* **EXERCISE DESCRIPTION**
Format every line of the entries below as a Markdown table with the columns "Row" and "Line," giving each line its row number and skipping any blank lines.

===== STORED RECORDS

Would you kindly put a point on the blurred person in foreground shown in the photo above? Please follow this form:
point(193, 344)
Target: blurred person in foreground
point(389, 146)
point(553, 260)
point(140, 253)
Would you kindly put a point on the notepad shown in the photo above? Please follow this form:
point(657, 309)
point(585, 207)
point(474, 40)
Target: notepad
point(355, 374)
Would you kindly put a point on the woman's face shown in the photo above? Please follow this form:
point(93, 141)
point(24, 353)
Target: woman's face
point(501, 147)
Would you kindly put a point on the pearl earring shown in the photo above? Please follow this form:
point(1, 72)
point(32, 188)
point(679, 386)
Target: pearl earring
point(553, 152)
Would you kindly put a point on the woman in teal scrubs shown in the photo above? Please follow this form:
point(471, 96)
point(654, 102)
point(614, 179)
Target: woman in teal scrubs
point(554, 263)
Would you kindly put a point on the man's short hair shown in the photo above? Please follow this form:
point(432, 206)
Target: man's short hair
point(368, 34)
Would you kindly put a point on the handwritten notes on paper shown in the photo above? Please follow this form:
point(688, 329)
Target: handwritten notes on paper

==========

* **THE REPLY**
| Row | Line |
|---|---|
| 1 | Would you kindly put a point on the blurred person in foreground shown in the photo above? Please follow this form: |
| 2 | point(193, 344) |
| 3 | Target: blurred person in foreground |
| 4 | point(389, 146) |
| 5 | point(553, 260) |
| 6 | point(140, 253) |
| 7 | Would you kindly put a point on the notepad shown in the photo above? Please follow this form: |
| 8 | point(657, 309) |
| 9 | point(585, 207) |
| 10 | point(474, 40) |
| 11 | Target: notepad |
| 12 | point(355, 374) |
| 13 | Would you kindly put a point on the woman's face shown in the photo above? Please follow this form: |
| 14 | point(93, 141) |
| 15 | point(24, 353) |
| 16 | Target: woman's face |
| 17 | point(501, 147) |
| 18 | Would you kindly put a point on the pearl earring shown in the photo above? Please follow this form: |
| 19 | point(1, 72) |
| 20 | point(32, 188) |
| 21 | point(679, 386) |
| 22 | Target: pearl earring |
| 23 | point(553, 152) |
| 24 | Would you kindly put a point on the woman in teal scrubs shown in the photo above? Please follow this form: |
| 25 | point(471, 96) |
| 26 | point(654, 102) |
| 27 | point(614, 179) |
| 28 | Target: woman in teal scrubs |
| 29 | point(554, 263) |
| 30 | Would you kindly put a point on the man's short hair shown in the photo above? Please follow this form: |
| 31 | point(432, 206) |
| 32 | Target: man's short hair |
| 33 | point(368, 34) |
| 34 | Would you kindly put a point on the handwritten notes on paper shown in the photo above? Please follow this form: |
| 35 | point(688, 329) |
| 36 | Target: handwritten notes on paper |